<<<<

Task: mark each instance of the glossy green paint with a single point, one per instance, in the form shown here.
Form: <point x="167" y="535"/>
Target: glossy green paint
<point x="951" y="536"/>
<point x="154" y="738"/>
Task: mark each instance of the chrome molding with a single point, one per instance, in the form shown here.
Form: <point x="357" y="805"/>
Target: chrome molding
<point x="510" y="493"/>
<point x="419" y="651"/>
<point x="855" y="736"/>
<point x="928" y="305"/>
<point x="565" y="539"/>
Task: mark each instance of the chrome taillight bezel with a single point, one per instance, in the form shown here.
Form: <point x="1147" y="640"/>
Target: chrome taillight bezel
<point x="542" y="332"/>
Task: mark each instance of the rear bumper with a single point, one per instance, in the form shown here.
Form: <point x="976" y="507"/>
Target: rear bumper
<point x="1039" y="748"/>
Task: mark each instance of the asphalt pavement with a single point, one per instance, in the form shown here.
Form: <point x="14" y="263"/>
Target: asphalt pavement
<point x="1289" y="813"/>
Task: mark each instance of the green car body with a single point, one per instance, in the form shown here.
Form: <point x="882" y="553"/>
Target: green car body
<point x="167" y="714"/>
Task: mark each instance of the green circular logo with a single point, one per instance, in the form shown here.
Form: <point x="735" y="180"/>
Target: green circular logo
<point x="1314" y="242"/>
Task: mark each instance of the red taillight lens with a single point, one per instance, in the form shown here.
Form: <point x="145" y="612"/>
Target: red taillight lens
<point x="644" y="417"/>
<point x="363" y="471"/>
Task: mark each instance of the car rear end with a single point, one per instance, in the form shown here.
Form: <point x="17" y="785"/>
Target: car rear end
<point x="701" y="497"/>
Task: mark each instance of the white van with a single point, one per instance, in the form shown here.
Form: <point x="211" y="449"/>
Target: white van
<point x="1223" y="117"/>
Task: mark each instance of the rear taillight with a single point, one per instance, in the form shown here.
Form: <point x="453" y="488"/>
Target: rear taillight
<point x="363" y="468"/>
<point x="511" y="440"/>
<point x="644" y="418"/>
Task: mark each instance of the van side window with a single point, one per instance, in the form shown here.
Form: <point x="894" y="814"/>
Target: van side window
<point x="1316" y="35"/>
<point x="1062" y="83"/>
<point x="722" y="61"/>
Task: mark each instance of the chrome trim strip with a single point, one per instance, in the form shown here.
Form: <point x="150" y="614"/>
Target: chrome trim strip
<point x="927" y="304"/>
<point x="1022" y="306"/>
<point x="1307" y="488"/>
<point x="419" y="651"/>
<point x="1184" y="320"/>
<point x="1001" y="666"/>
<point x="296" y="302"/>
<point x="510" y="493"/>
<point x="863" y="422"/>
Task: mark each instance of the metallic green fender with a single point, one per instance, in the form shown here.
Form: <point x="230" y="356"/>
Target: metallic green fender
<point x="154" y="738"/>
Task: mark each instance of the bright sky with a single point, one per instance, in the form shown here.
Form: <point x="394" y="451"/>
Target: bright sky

>>>>

**Cosa fare:** Riscala solo le righe dalla riga che contiene "Task: mark each instance of the white" fino alla fine delle voci, estremi inclusi, riscrivendole tutte con le richieste. Moltiplica per 1,3 le coordinate dei punti nelle risposte e arrotonda all'intero, con le metà per eccesso; i numeri nelle richieste e nei formati d'esempio restano invariati.

**Risposta scritta:**
Task: mark each instance of the white van with a single point, one per instance, in the form shown here.
Form: <point x="211" y="449"/>
Target: white van
<point x="1590" y="152"/>
Task: mark each instance of the rear taillight with a single point, one per instance, in the form shown here.
Form: <point x="453" y="488"/>
Target: rear taillight
<point x="472" y="608"/>
<point x="664" y="572"/>
<point x="837" y="543"/>
Task: mark each instance of the van side window with a single point, one per instance, in the form shown here.
Form: <point x="894" y="814"/>
Target: van side window
<point x="1711" y="46"/>
<point x="1381" y="108"/>
<point x="939" y="79"/>
Task: mark each instance of the chrome trim strip with a single point, one per instance, in the form shown here.
Form: <point x="150" y="614"/>
Target: chrome trim strip
<point x="1205" y="395"/>
<point x="1329" y="398"/>
<point x="1699" y="634"/>
<point x="545" y="846"/>
<point x="1539" y="416"/>
<point x="1301" y="866"/>
<point x="385" y="393"/>
<point x="663" y="641"/>
<point x="1122" y="549"/>
Task: mark each instance of the metallic green fender with a single point, one per instance, in the form shown here.
Form: <point x="230" y="356"/>
Target: metallic green fender
<point x="200" y="959"/>
Task: mark each instance of the bright sky with a single point, one per instance, in the form shown here.
Form: <point x="394" y="451"/>
Target: bright sky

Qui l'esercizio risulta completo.